[WHAT THE TASK ASKS] In the George Fitzhugh excerpt below, condense the paragraph beginning "First, the unoriginal parts" into a short bulleted list that keeps its main facts.

[SELECTED PASSAGE]
The following excerpt about George Fitzhugh comes from pages 251 to 257 of Michael O’Brien’s book Intellectual Life and the American South, 1810-1860:

“First, the unoriginal parts of his thought. Fitzhugh attacked the abuses of modern industrialism and the cruelty of the free-market system. He refused the idea of individualism and the social contract, while rejecting natural rights theory and the Jeffersonian doctrine that the world needed as little government as possible. He mistrusted the philosophical premises of the Enlightenment and had a Burkean preference for tradition. He saw domestic slavery as another variety of subordination, in a world where power and subjection was intrinsic to social relations. He stressed the historical normalcy of slavery and believed that the South, because of slavery, was peculiarly free from the modern world’s tendency to social crisis. He looked upon Africans as children, especially fitted for the condition of servitude. He was a Christian who regarded the Bible as a proslavery document, a dogged localist who mistrusted centralization, and a xenophobe who worried about foreigners. He favored economic diversification and was interested in technological innovation. He favored patriarchialism and had a great respect for the ancients, especially Aristotle. In short, much of his reasoning could be found abundantly in previous Southern thought. However, Fitzhugh was an original, and his originality lay in the peculiar force with which he combined these thoughts into a metanarrative. At the heart of his analysis was a refusal of imperialism.

[DATA ROWS]

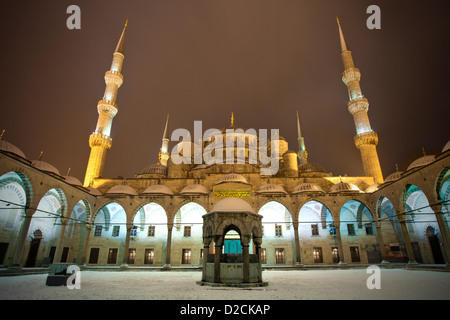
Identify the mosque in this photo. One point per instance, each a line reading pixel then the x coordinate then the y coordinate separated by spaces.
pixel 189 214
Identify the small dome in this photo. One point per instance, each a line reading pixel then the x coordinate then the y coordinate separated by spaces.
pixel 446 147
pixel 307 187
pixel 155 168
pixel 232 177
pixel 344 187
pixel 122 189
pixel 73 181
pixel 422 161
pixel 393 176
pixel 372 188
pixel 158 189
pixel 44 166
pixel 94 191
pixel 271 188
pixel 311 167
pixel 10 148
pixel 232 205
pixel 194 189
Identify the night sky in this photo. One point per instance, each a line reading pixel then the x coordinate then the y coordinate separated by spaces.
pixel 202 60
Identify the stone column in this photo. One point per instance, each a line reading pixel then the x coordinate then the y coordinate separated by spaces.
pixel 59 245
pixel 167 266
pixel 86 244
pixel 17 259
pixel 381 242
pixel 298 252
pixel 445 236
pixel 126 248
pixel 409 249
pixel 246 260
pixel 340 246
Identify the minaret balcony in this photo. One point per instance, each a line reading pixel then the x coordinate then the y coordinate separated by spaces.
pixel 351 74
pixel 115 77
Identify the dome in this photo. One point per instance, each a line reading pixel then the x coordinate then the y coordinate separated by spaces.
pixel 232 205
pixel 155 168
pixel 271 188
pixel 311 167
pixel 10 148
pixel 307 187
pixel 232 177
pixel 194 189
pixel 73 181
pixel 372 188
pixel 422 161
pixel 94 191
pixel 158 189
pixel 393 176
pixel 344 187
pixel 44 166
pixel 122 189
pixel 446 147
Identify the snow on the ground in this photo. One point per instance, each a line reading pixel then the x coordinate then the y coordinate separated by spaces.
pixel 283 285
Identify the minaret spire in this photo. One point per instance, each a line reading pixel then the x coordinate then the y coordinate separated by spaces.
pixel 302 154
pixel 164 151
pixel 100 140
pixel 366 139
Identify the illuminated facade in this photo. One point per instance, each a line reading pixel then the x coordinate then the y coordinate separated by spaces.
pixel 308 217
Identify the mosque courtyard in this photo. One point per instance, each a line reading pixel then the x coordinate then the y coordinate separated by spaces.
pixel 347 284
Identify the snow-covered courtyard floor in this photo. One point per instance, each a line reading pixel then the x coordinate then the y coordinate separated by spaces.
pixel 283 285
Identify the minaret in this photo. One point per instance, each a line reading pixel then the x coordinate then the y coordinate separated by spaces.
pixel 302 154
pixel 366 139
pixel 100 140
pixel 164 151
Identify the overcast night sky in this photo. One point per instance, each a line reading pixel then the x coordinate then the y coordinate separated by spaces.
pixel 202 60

==

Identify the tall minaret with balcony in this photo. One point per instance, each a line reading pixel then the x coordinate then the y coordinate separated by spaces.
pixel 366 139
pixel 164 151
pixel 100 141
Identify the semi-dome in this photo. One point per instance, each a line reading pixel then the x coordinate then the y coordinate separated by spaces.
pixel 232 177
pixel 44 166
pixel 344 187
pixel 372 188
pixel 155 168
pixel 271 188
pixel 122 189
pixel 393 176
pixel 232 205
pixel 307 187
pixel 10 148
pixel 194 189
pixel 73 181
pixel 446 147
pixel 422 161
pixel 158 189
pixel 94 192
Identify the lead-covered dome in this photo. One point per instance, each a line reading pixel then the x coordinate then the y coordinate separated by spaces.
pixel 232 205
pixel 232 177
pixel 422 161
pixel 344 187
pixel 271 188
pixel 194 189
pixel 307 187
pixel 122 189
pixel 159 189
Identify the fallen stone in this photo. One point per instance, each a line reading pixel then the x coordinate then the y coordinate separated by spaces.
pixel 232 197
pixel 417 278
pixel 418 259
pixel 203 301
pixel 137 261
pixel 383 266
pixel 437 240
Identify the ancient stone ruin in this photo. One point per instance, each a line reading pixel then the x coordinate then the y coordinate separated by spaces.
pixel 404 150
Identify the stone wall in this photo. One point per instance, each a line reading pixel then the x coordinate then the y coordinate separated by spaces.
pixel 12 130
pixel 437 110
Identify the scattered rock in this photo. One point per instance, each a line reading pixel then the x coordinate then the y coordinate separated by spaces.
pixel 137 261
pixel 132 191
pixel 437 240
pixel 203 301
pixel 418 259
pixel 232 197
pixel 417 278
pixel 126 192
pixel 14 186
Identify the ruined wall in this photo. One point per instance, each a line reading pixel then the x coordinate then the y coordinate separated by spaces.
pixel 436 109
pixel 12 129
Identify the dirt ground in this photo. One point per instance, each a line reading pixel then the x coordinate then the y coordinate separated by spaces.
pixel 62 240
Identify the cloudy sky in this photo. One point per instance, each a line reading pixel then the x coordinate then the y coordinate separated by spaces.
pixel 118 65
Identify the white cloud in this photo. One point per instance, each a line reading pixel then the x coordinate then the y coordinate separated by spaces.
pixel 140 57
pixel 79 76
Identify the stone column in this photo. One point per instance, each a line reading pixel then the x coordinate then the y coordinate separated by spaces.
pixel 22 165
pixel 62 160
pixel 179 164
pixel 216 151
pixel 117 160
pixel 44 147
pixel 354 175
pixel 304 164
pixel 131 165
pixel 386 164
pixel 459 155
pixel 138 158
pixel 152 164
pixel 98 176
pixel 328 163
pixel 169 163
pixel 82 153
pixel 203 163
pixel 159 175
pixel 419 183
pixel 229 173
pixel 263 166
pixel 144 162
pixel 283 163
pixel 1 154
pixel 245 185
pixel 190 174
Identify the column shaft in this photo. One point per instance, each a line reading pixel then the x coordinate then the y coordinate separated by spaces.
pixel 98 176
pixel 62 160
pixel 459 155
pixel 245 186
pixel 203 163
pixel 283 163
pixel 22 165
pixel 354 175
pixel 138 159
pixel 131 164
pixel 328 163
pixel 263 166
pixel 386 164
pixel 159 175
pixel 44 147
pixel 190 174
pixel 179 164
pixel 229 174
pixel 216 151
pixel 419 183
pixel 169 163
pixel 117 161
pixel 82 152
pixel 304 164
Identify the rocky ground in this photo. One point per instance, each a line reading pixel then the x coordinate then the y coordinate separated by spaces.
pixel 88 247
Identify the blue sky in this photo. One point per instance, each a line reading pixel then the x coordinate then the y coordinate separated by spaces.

* * *

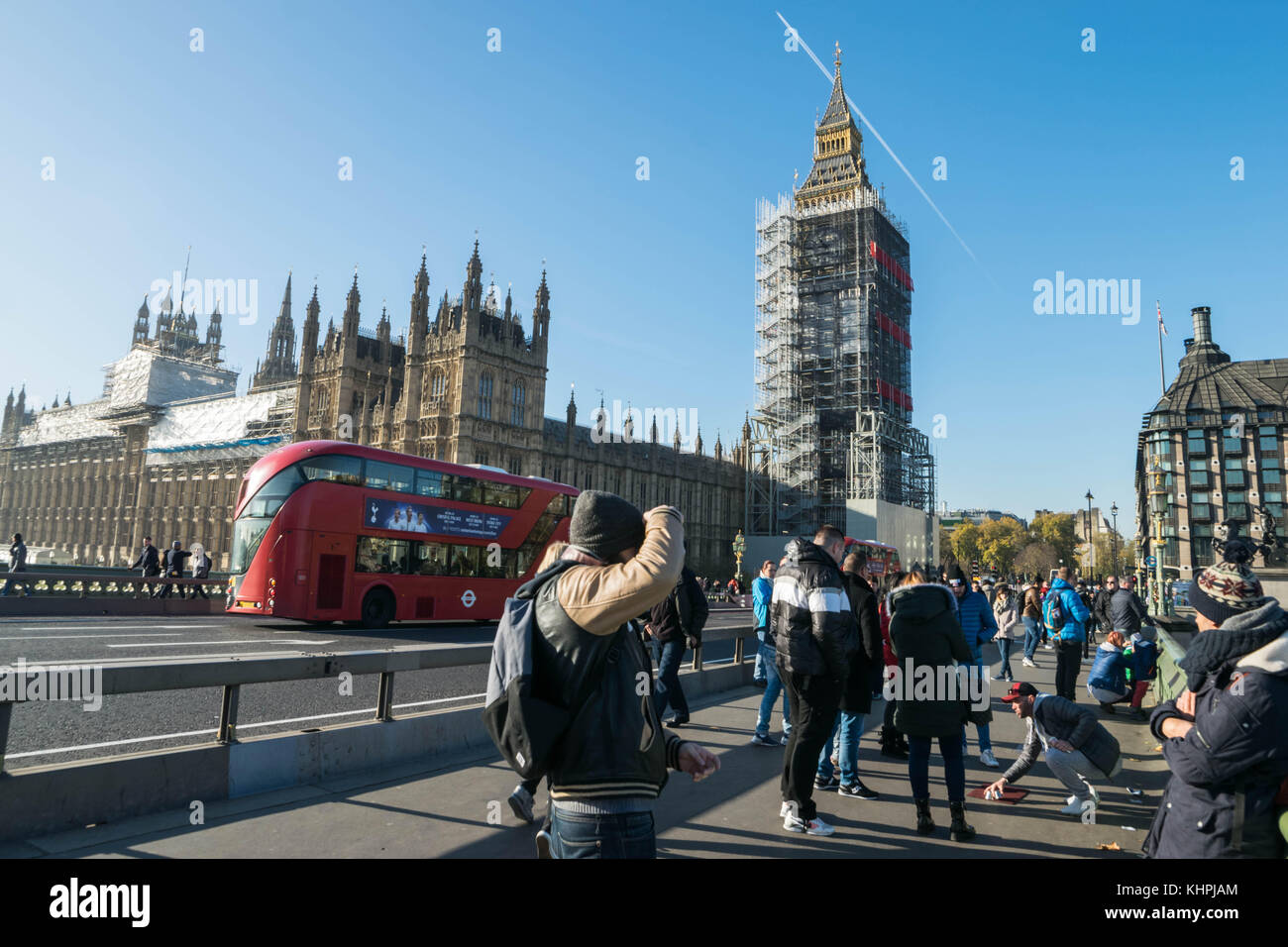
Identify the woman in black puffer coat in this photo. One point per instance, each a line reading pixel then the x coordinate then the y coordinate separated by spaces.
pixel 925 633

[RESULT OF THE TASK]
- Fitzhugh attacked the abuses of modern industrialism and the cruelty of the free market.
- He rejected individualism, the social contract, natural rights theory, and the Jeffersonian ideal of minimal government.
- He mistrusted Enlightenment premises and preferred tradition in the manner of Burke.
- He saw slavery as one form of the subordination built into all social relations, stressed that it was historically normal, and believed it spared the South the modern world's social crises.
- He regarded Africans as children suited to servitude.
- He was a Christian who read the Bible as proslavery, a localist who distrusted centralization, and a xenophobe.
- He favored economic diversification, technological innovation, and patriarchal rule, and he admired the ancients, especially Aristotle.
- Most of these ideas already existed in Southern thought. His originality lay in the force with which he combined them into a metanarrative centered on a refusal of imperialism.